Ausgangstext ->
----------------

Bizarr sind die vielen gesellschaftlichen Tabus, die oft aus kruden religiösen Vorzeiten stammen, keinerlei erkennbaren Sinn haben und zum Teil immer noch befolgt werden.
Masturbation, unehelicher Geschlechtsverkehr, Scheidung, Frauen in Hosen, Linkshändigkeit, Kriegsdienstverweigerung oder gemischtrassige Ehen waren über Jahrhunderte tabuisiert.

Menschen empfinden unterschiedlich, daher kann es sinnvoll sein gewisse Tätigkeiten in der Öffentlichkeit zu unterlassen: Zigarre-Rauchen, Nacktheit, lautes Telefonieren, Körpergeruch sind Beispiele dafür. Das sollte man unterlassen, wenn man sich unter Fremden befindet. Hierbei handelt es sich aber nicht um Tabus, sondern soziale Konventionen.

----------------

Aufgaben ->
a: Welche Dinge waren laut dem Text über gesellschaftliche Tabus über Jahrhunderte tabuisiert? Zähle alle auf.
b: Beantworte diese Fragen zum Text über gesellschaftliche Tabus:
(i) Woher stammen viele gesellschaftliche Tabus?
(ii) Wann sollte man Tätigkeiten wie lautes Telefonieren unterlassen?
(iii) Worum handelt es sich bei solchen Tätigkeiten, wenn nicht um Tabus?
c: Gib den Text über gesellschaftliche Tabus wortgetreu wieder, von „Masturbation, unehelicher Geschlechtsverkehr, Scheidung, Frauen“ bis „über Jahrhunderte tabuisiert.“.

----------------

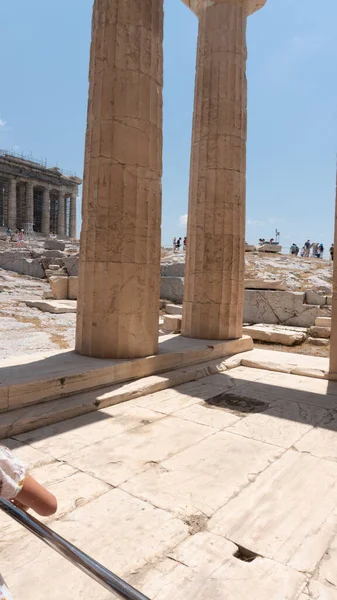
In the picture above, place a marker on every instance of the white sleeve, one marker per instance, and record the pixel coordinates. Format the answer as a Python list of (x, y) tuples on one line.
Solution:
[(12, 474)]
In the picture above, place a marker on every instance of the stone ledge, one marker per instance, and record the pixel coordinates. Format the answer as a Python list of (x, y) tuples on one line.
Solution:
[(49, 376)]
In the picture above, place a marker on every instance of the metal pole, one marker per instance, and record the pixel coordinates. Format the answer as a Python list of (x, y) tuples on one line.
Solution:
[(91, 567)]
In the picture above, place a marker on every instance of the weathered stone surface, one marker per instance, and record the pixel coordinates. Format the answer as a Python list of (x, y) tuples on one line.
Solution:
[(313, 298), (276, 334), (323, 322), (52, 244), (172, 288), (53, 306), (59, 287), (72, 288), (71, 265), (318, 341), (260, 284), (118, 292), (275, 307), (117, 460), (172, 270), (172, 323), (234, 459), (144, 533), (215, 256), (320, 332), (284, 499), (282, 424), (174, 309), (20, 262), (204, 566)]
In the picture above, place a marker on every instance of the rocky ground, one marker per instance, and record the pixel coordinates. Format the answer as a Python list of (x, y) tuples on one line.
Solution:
[(298, 274), (26, 330)]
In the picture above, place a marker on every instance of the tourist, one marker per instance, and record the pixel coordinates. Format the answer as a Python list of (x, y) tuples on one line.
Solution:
[(307, 247), (24, 491)]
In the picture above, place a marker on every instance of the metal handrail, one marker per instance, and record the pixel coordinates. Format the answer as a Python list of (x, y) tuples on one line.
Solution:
[(91, 567)]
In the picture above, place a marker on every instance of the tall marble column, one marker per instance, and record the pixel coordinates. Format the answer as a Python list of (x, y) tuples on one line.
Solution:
[(61, 216), (333, 338), (45, 224), (117, 309), (72, 216), (214, 276), (12, 204), (29, 224)]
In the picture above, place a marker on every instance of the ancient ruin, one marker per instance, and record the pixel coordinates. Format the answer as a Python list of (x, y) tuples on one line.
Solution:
[(35, 198), (120, 241)]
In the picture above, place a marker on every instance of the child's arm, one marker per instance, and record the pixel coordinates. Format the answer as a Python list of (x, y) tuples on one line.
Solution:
[(36, 497)]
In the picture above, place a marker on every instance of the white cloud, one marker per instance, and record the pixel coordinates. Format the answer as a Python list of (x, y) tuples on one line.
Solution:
[(183, 220)]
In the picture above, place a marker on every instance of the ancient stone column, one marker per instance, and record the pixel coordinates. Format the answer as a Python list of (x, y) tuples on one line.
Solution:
[(333, 339), (72, 218), (45, 224), (12, 204), (214, 275), (117, 309), (61, 215), (29, 224)]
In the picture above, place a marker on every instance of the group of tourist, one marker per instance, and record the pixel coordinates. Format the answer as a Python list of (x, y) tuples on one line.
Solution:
[(178, 242), (312, 249)]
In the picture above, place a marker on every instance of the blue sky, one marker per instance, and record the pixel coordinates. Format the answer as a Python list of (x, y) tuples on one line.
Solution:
[(292, 105)]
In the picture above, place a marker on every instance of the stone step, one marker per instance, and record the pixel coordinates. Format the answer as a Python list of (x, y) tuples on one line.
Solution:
[(323, 322), (32, 417)]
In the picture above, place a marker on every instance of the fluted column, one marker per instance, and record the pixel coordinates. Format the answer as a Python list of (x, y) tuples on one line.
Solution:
[(61, 221), (117, 310), (45, 224), (29, 225), (72, 217), (214, 275), (12, 204), (333, 339)]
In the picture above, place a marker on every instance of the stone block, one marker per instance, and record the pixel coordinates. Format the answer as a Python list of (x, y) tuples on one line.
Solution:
[(59, 287), (260, 284), (53, 306), (172, 270), (71, 265), (323, 322), (172, 323), (72, 288), (320, 332), (315, 298), (278, 307), (318, 341), (174, 309), (276, 334), (172, 288), (54, 245)]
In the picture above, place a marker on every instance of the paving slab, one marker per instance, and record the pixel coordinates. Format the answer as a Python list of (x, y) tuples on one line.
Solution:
[(286, 514), (121, 532), (204, 477), (205, 567), (72, 435), (54, 306), (322, 441), (282, 424), (318, 591), (116, 460)]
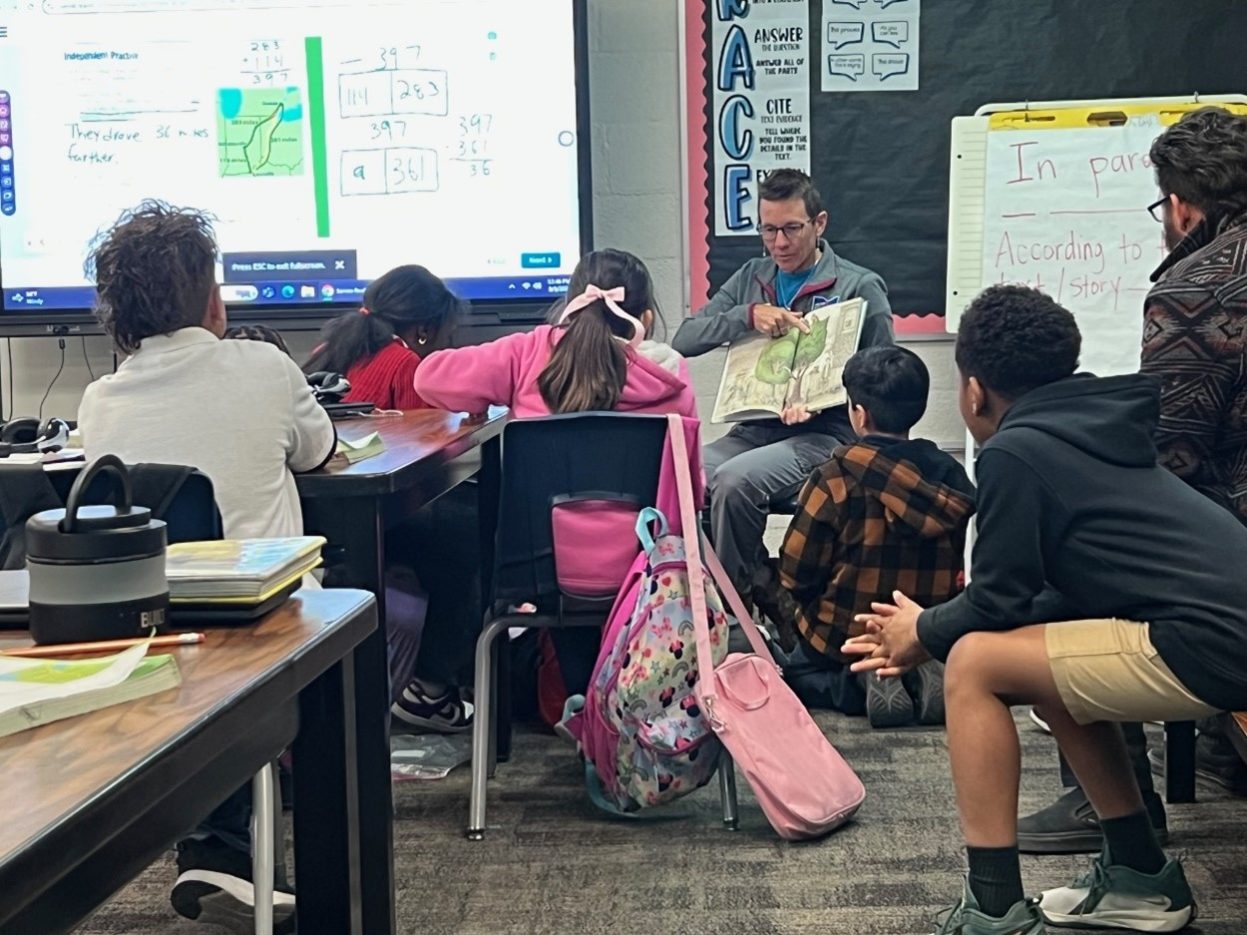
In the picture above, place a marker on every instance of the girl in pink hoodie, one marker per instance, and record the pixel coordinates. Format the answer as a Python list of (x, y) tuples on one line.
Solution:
[(596, 357)]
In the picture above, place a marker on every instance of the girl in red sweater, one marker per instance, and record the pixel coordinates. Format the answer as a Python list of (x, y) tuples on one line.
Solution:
[(407, 314)]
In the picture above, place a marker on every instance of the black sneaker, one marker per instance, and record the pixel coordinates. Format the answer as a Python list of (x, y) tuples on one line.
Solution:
[(887, 702), (925, 686), (773, 601), (1215, 762), (213, 885), (445, 713), (1070, 825)]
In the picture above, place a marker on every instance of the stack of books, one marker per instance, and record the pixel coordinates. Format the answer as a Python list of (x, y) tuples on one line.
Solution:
[(238, 571)]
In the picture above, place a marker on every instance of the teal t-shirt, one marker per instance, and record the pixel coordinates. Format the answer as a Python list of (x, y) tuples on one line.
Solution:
[(788, 284)]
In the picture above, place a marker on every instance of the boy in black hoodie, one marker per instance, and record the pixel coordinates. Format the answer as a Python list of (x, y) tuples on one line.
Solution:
[(887, 513), (1076, 522)]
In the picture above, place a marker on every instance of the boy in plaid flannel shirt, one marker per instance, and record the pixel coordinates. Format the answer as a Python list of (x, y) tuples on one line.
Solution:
[(884, 513)]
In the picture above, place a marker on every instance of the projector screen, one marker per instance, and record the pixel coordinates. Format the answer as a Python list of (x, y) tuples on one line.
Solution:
[(332, 140)]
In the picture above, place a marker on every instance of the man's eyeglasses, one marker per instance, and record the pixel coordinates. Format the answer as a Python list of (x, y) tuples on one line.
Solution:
[(770, 231)]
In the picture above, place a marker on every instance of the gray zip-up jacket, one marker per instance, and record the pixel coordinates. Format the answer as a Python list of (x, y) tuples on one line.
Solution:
[(728, 314)]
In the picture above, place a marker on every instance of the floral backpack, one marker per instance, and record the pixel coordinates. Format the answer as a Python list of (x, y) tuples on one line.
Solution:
[(642, 733)]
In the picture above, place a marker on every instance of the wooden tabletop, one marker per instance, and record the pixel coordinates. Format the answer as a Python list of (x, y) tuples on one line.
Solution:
[(67, 769), (415, 441)]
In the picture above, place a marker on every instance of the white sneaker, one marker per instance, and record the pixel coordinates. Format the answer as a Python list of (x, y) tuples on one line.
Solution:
[(1119, 898)]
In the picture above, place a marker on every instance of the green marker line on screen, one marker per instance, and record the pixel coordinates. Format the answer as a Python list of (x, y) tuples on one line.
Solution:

----------------

Lösungen ->
a: Masturbation, unehelicher Geschlechtsverkehr, Scheidung, Frauen in Hosen, Linkshändigkeit, Kriegsdienstverweigerung, gemischtrassige Ehen

b:
(i) Aus kruden religiösen Vorzeiten.
(ii) Wenn man sich unter Fremden befindet.
(iii) Um soziale Konventionen.

c:
Masturbation, unehelicher Geschlechtsverkehr, Scheidung, Frauen in Hosen, Linkshändigkeit, Kriegsdienstverweigerung oder gemischtrassige Ehen waren über Jahrhunderte tabuisiert.